> _ARTICLE_:
Whitney Davis sought to seal the record of her arrest for a minor infraction of the District’s drinking statute. The District of Columbia now claims that the trial court abused its discretion in granting Davis’ motion to seal her arrest record when she did not show, by clear and convincing evidence, that no crime was committed or that she did not commit the crime. We agree with the District; we reverse.
I. FACTUAL AND PROCEDURAL BACKGROUND
A. Facts
On November 17, 2000, Davis was walking down a public sidewalk in the District with an open bottle of beer in her hand. She was stopped by two police officers who, when they discovered she was only twenty years old,1 placed her under arrest for underage possession of an alcoholic beverage, in violation of D.C.Code § 25-103(a) (March 2000 Supp). She was advised of her rights and released on citation. After an information was filed against Davis as a result of the arrest, the District offered her a chance to enter the Pretrial Diversion program in lieu of further prosecution of the case. Davis entered the program and completed it, at which point the government entered a nolle prosequi in the case.
B. Procedure
On June 28, 2001, Davis filed a motion to seal her arrest record. On July 5th, the trial court ordered the government to respond to the motion within sixty days. On October 9th, the government filed a re*802sponse opposing the motion and a motion for enlargement of time. On October 10th, the government filed a second opposition. Davis opposed both of the government’s oppositions on the grounds that they were filed too late, noting that under Super. CtCrim. R. 47-I(c), the court could treat the motion as conceded, but did not specifically ask that the court do so. The trial court issued its Order to Seal Arrest Record on November 9, 2001, without holding a hearing. In the order, the court did not note that it considered the motion to seal conceded, nor did it grant Corporation Counsel’s motion for enlargement of time. The court simply found that Davis had completed the Pretrial Diversion Program after her arrest and that the government had dismissed the case by entering a nolle ;prosequi.

> _GIVEN TASK A_:
Summarize the court opinion in two sentences.

> _DATASET_:
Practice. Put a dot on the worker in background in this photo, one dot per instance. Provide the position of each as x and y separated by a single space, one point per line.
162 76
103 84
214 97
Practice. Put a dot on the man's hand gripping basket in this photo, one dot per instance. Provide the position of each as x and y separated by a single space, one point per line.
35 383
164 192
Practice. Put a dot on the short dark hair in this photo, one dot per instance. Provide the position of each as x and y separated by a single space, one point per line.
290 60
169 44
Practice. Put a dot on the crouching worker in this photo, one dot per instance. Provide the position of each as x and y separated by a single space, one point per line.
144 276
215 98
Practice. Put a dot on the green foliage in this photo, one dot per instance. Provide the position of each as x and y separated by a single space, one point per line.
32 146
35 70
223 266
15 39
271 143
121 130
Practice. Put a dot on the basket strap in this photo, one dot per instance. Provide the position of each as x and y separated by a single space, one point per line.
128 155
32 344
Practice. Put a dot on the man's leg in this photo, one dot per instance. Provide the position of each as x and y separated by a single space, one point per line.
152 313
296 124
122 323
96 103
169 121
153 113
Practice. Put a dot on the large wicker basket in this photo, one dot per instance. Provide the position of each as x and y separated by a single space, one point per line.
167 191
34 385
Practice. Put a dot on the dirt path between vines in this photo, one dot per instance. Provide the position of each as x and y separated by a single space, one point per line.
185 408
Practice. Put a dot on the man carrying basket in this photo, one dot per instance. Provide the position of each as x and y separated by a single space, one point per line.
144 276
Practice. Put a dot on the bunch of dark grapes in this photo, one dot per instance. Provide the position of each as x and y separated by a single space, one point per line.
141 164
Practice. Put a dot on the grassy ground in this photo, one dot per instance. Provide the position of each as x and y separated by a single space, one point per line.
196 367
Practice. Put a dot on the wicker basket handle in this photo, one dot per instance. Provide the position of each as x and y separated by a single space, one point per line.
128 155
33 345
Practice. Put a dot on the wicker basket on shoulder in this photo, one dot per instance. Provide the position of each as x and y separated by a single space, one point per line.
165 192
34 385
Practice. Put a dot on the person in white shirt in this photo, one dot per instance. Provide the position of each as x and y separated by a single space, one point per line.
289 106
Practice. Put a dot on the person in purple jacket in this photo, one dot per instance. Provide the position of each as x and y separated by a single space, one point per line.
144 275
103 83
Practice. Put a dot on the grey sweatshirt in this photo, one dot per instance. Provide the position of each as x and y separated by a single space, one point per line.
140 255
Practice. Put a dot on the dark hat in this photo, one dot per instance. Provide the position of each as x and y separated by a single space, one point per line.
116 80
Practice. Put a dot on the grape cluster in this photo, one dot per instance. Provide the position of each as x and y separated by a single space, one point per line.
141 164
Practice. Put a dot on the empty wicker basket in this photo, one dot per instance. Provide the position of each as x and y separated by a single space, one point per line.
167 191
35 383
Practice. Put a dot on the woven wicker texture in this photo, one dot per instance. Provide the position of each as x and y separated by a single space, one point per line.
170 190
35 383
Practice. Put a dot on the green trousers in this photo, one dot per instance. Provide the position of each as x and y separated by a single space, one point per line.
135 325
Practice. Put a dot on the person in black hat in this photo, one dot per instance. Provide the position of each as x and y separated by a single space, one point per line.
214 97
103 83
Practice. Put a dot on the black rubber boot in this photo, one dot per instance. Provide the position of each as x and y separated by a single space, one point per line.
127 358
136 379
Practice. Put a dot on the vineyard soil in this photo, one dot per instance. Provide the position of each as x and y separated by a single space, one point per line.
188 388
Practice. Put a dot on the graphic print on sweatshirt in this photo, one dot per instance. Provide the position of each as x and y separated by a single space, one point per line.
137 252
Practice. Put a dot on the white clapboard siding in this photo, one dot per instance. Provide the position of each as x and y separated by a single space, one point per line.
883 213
* * *
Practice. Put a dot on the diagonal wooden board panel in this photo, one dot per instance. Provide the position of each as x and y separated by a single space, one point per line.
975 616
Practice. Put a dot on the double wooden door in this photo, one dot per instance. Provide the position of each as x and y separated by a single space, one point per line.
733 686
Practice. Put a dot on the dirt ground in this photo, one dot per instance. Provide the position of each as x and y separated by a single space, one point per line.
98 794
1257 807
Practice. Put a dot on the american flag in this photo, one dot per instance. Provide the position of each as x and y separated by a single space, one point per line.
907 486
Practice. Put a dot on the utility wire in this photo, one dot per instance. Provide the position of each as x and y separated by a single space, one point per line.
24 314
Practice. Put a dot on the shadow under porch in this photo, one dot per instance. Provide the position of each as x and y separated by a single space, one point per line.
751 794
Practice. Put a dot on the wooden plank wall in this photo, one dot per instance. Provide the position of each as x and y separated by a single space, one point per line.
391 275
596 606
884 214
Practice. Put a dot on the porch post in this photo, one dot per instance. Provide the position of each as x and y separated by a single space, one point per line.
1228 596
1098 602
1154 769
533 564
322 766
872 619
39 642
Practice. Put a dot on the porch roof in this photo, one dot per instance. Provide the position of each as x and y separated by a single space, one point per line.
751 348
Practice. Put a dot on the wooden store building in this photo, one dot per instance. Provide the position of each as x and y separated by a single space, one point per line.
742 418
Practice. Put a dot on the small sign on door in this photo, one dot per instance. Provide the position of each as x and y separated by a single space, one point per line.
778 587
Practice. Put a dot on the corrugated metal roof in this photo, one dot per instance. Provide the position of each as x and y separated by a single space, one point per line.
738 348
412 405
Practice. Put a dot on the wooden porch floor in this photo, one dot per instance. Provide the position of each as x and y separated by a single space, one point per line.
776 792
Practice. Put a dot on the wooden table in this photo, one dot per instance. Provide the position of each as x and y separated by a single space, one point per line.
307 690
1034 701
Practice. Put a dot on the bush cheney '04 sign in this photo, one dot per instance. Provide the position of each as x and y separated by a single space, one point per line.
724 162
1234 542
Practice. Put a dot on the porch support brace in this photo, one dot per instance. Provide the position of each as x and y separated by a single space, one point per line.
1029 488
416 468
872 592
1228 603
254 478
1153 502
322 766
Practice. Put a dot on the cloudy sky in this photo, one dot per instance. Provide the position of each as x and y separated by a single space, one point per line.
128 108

> _GIVEN TASK B_:
Locate every line of the records that contains the word "door", and copy each of those lines.

> _EXPECTED OUTPUT A_:
After being arrested at age twenty for walking on a public sidewalk with an open bottle of beer, Davis completed the Pretrial Diversion program, the government entered a nolle prosequi, and the trial court later granted her motion to seal her arrest record without a hearing. The District argued that the trial court abused its discretion because Davis had not shown by clear and convincing evidence that no crime was committed or that she did not commit it, and the appellate court agreed and reversed.

> _EXPECTED OUTPUT B_:
Practice. Put a dot on the double wooden door in this photo, one dot per instance. Provide the position of each as x and y separated by a single space, one point per line.
Practice. Put a dot on the small sign on door in this photo, one dot per instance. Provide the position of each as x and y separated by a single space, one point per line.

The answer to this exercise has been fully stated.